▶ _Brano fornito_:
>>>

In realtà nel PNRR italiano sono tanti i punti di contatto con l’intelligenza artificiale e i dati, che dell’IA sono il principale carburante, ma in una visione frammentaria nella quale l’IA sembra una ciliegina sulla torta più che la torta stessa.
Lo stesso programma strategico IA del Governo Draghi del novembre 2021, l’ultimo tentativo e peraltro l’unico approdato in porto di dotare l’Italia di una strategia nazionale, scontava fin dall’inizio un’assoluta incertezza sulle risorse a disposizione, rimandando a capitoli di spesa molto ampi già stanziati senza che venissero assegnate risorse specifiche all’IA. Peccato originale che si andava a sommare a un orizzonte triennale (che dunque neppure traguardava le scadenze del PNRR allora in fase di avvio) e un’assoluta mancanza di strumenti di governance per assicurarne l’attuazione.
Il possibile impatto di in fondo dedicato alla AI
Dunque, in questo quadro un po’ desolante il proposito di costituire un fondo dotato di risorse rilevanti è come un raggio di luce in un cielo plumbeo. Anche se 150 milioni di euro da soli sono certo ben poca cosa rispetto ai 47 miliardi di dollari investiti complessivamente da fondi e aziende statunitensi nel 2022 o alla dote iniziale di oltre un miliardo di dollari con la quale è nata alla fine del 2015 OpenAI, ex startup statunitense alla quale si devono solo nell’ultimo anno prodotti rivoluzionari come Chat GPT, GPT-4 e Dall-E.

<<<

▶ _Materiale fornito_:
>>>

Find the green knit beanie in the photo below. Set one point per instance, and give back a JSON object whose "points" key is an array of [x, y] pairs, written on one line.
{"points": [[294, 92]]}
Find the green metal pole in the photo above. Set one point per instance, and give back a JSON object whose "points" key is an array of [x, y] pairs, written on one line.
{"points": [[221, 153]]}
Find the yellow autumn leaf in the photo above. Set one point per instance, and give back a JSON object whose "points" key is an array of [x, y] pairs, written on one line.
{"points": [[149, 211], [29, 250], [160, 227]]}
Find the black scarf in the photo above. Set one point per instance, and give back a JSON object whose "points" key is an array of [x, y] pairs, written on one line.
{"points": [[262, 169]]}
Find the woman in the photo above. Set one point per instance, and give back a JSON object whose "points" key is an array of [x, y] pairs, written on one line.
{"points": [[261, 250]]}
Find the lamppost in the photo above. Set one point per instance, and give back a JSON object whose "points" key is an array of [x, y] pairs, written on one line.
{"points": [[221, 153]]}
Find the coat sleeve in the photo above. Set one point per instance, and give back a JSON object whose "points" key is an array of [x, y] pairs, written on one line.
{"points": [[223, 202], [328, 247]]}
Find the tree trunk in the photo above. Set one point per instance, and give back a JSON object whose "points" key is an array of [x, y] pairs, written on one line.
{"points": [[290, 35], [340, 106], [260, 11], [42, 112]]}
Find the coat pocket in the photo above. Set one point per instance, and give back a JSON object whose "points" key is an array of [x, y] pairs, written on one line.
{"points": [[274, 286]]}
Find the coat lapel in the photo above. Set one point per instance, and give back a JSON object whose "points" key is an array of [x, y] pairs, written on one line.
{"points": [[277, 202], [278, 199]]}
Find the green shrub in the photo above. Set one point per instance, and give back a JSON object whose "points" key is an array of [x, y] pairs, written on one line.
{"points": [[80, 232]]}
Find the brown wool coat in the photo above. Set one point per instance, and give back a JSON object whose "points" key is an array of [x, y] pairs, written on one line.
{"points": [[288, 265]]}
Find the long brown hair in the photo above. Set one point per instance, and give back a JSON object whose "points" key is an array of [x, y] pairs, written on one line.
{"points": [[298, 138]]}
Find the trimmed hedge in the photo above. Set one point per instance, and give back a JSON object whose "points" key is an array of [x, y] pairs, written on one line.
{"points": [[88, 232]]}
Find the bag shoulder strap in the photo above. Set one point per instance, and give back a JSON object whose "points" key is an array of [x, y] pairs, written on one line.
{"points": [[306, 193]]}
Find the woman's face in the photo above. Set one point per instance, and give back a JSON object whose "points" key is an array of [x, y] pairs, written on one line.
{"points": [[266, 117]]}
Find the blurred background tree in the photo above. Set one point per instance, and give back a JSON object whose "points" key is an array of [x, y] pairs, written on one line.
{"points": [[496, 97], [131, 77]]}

<<<

▶ _Compito 1_:
Rispondi a queste domande sul brano sull'intelligenza artificiale nel PNRR:
(a) In quale mese e anno risale il programma strategico IA del Governo Draghi?
(b) Su quale orizzonte temporale era impostato quel programma?
(c) Quanto hanno investito complessivamente nel 2022 fondi e aziende statunitensi?
▶ _Compito 2_:
Scrivi il seguito del brano sull'intelligenza artificiale nel PNRR, a partire dalla frase che segue quella su OpenAI.

▶ _La tua risposta 1_:
(a) Novembre 2021.
(b) Triennale.
(c) 47 miliardi di dollari.

▶ _La tua risposta 2_:
Quindi, oltre ad augurarci che la cifra in dotazione al Dipartimento per la trasformazione digitale rappresenti solo un primo stanziamento, occorre lavorare per attivare un importante effetto leva su fondi privati addizionali che moltiplichi gli investimenti totali di un multiplo importante.
Così come, specie su alcuni filoni tecnologici a più alta intensità di capitale, per creare la massa critica adeguata bisognerebbe promuovere la costituzione di un fondo europeo, aperto agli Stati membri UE ma anche a Paesi vicini extra-UE che attraggono investimenti e dispongono di risorse umane e finanziari di ricerca importanti, come Regno Unito, Svizzera e Israele. Con lo scopo di finanziare startup ma soprattutto far scalare rapidamente innovazioni disruptive, che non mancano di certo da questo lato dell’Atlantico ma che troppo spesso non sono in grado di realizzarsi, almeno secondo le ambizioni iniziali, oppure per farlo sono costrette ad emigrare altrove insieme a chi le sviluppa.
L’importanza di una strategia
Oltre ai soldi, serve però una strategia che possa costruire tutte le premesse per impiegarli al meglio (e magari attrarne degli altri). Altrimenti, si rischierebbe come per tante altre esperienze del passato anche recente (il pensiero va ad esempio all’incredibile vicenda di ENEA Tech, oggi ENEA Tech e Biomedical) di rimanere solo all’effetto annuncio, nella migliore delle ipotesi, o di generare uno spreco di risorse pubbliche, nella peggiore.
Dunque, bene farebbe il Governo a promuovere un aggiornamento delle bozze di strategia che erano state pensate qualche anno fa e che per tanti versi sono ancora attuali.
Butti ha annunciato anche questo, l’intento di aggiornare la strategia nazionale, con un nuovo (il terzo di tre Governi) gruppo di lavoro: vedremo.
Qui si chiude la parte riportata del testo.